▶ _WORK REQUIRED_: Copy the stretch of the trading article below from "You have finite" through "market's specific behavior." word for word.

▶ _PAGE EXCERPT_:
I shared a thought on Twitter recently, thinking it was fairly obvious—and then multiple traders messaged me privately with comments like:
“Hey, I've recently begun trading just one market and found better success. Thanks for this—I only wish I'd started sooner.”
It wasn’t groundbreaking—just something most experienced traders already know.
But those responses made me realize something important:
What seems obvious after years spent deep in the markets can genuinely open the eyes of traders still finding their way.
After speaking with several of those traders, it became clear that many deeply struggle to understand where their trading edge actually comes from.
That's why I wrote this article.
It's a practical guide distilled from years observing traders succeed and fail—field notes designed to refocus you on the true source of your trading edge.
Here's the original tweet:
Most traders think their inconsistency is due to weak setups, discipline issues, or psychology.
Usually, they're wrong.
This article is the playbook for that tweet.
Think of it as field notes from a decade of watching traders succeed and fail—a guide to building the deep, structural knowledge that transforms decent traders into consistent winners.
The harsh reality: generalists provide liquidity for specialists
"Trading multiple markets superficially isn't providing more opportunities—it's compounding ignorance."
Most aspiring traders I've worked with—whether at Raen or through social media—are trying to trade everything: ES, NQ, crude, gold, currencies.
They've learned patterns, hoping they'll work everywhere.
Markets trade very differently.
Each has unique participants with specific constraints. What works in ES might get you killed in crude. What's noise in Treasuries might be gold in NQ.
You have finite attention. Finite capital. Finite time.
Every additional market exponentially dilutes your focus.
While you're busy recalling gold-dollar correlations, the crude specialist sees commercial hedgers forced into predictable actions they've witnessed repeatedly:
- Levels where commercial hedgers must act 
- Volatility signatures of weekly EIA reports 
- Times institutional orders provide predictable liquidity 
- Most medium-/long-term CTAs lag trend breaks by days 
This isn't talent—it's accumulated knowledge from thousands of hours studying one market's specific behavior.
I've watched talented traders repeatedly fail by insisting on trading everything. They have decent setups everywhere but mastery nowhere. Meanwhile, the trader who only trades ES from 9:30–11:00 AM? He's been consistently profitable for a decade.

▶ _COLLECTED DATA_:
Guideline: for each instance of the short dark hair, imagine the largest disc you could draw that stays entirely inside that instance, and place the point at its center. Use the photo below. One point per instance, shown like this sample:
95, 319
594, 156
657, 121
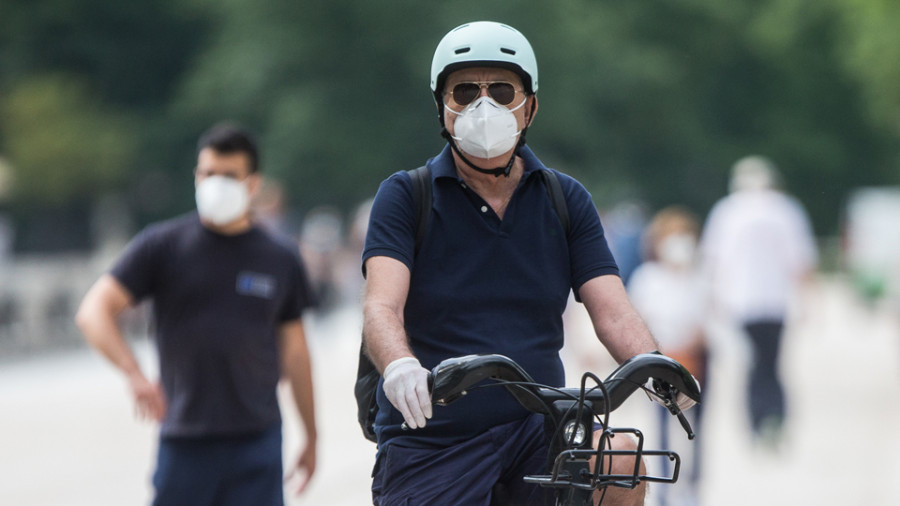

▶ _EXERCISE RESPONSE_:
You have finite attention. Finite capital. Finite time.
Every additional market exponentially dilutes your focus.
While you're busy recalling gold-dollar correlations, the crude specialist sees commercial hedgers forced into predictable actions they've witnessed repeatedly:
- Levels where commercial hedgers must act 
- Volatility signatures of weekly EIA reports 
- Times institutional orders provide predictable liquidity 
- Most medium-/long-term CTAs lag trend breaks by days 
This isn't talent—it's accumulated knowledge from thousands of hours studying one market's specific behavior.